Request 1 - Retype the portion of the robots.txt guide starting with "No, it is not" and going on through "indexed as normal.".
Request 2 - Write what comes next in the robots.txt guide, picking up after its final sentence.

Extract provided -
·····
An in-depth Guide Into The Robots.txt File

Benjamin Beckwith ● August 10, 2020 | Blog, SEO

Written by Benjamin Beckwith
August 10, 2020 | Blog, SEO

The robots.txt is a very powerful file that can be added to your website to help control which areas of your site search engines should crawl and which areas should be ignored. It is important to review your robots.txt on a regular basis to make sure it is up to date and if possible use a monitoring tool to be alerted when changes occur.

At Semetrical, as part of our technical SEO service offering we will audit a client’s robots.txt file when undertaking a technical audit of a clients website to check that the paths that are being blocked should be. Additionally, if the SEO team comes across issues as part of the technical SEO audit process such as duplication, new robots.txt rules may be written and added to the file.

As the robots.txt is an important file we have put together a guide that covers what it ultimately is, why someone may use it and common pitfalls that can occur when writing rules.

What is a robots txt file?

The robots.txt file is the first port of call for a crawler when visiting your website. It’s a text file which lists instructions for different user agents that essentially tells web crawlers which parts of a site should be crawled and which should be ignored. The main instructions used in a robots.txt file are specified by an “allow” or “disallow” rule.

Historically a “noindex” rule would also work, however in 2019 Google stopped supporting the noindex directive as it was an unpublished rule.

If the file is not used properly it can be detrimental to your website and could cause a huge drop in traffic and rankings. For example, mistakes can happen when a whole website is blocked from search engines or a section of a site is blocked by mistake. When this happens the rankings connected to that part of the site will gradually drop and traffic will in turn drop.

Do you actually need a robots.txt file?

No, it is not compulsory to have a robot.txt on your website especially for small websites with minimal URLs but it is highly recommended for medium to large websites. On large sites it makes it easier to control which parts of your site are accessible and which sections should be blocked from crawlers. If the file does not exist your website will generally be crawled and indexed as normal.

What is the robots txt file mainly used for?

The robots.txt has many use cases and at Semetrical we have used it for the below scenarios:

Blocking internal search results as these pages are not usually valuable to a crawler and can cause a lot of duplication across a website.
Blocking parts of a facet navigation if certain facets are not valuable from an SEO perspective but are still needed for UX when a user is on your website.
Blocking different levels of a facet navigation, where one facet level may be useful for search engines but when combining two different facet filters they may become irrelevant for a search engine to crawl and index.
·····
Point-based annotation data
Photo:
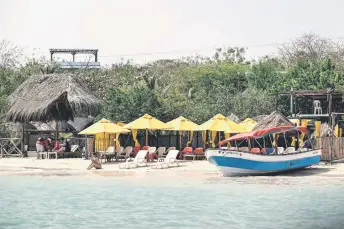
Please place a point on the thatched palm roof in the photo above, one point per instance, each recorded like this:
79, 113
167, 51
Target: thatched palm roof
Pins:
273, 120
51, 97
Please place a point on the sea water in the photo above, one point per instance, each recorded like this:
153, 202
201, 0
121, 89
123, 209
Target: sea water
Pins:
166, 201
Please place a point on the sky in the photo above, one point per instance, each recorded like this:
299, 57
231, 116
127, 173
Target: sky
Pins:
146, 30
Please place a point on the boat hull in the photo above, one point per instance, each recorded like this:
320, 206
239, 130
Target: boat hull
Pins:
234, 163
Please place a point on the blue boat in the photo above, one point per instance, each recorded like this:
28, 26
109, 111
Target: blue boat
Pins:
243, 161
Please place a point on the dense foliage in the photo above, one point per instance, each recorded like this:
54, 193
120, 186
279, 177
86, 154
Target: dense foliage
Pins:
198, 87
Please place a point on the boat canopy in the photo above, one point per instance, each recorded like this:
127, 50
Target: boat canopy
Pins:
264, 132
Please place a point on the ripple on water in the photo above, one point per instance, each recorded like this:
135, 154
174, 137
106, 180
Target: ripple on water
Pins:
176, 201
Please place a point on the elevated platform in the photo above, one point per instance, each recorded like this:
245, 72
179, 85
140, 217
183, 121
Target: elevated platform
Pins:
79, 65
·····
Task response 1 -
No, it is not compulsory to have a robot.txt on your website especially for small websites with minimal URLs but it is highly recommended for medium to large websites. On large sites it makes it easier to control which parts of your site are accessible and which sections should be blocked from crawlers. If the file does not exist your website will generally be crawled and indexed as normal.

Task response 2 -
Blocking parameters which cause duplication or are wasting crawl budget. This is slightly controversial as others may tell you not to block parameters in the robots.txt but this has worked on a number of our client websites where parameters are needed but crawlers don’t need to crawl them. It is highly recommended to check that any parameter you are blocking has no valuable links or are ranking for any valuable keywords bringing in traffic.
Blocking private sections of a website such as checkout pages and login sections.
Including your XML sitemap locations to make it easy for crawlers to access all of the URLs on your website.
To allow only specific bots to access and crawl your site.
Blocking user-generated content that cannot be moderated.

Where to put a robots txt & How to add it to your site?

A robots.txt file needs to be placed at the root of your website, for example, on Semetrical’s site it sits at www.semetrical.com/robots.txt and must be named robots.txt. A website can only have one robots.txt and it needs to be in an UTF-8 encoded text file which includes ASCII.

If you have subdomains such as blog.example.com then the robots.txt can sit on the root of the subdomain such as blog.example.com/robots.txt.

What does a robots.txt file look like?

A typical robots.txt file would be made up of different components and elements which include:

User-agent
Disallow
Allow
Crawl delay
Sitemap
Comments (Occasionally you may see this)

Below is an example of Semetrcals robots.txt that includes a user-agent, disallow rules and a sitemap.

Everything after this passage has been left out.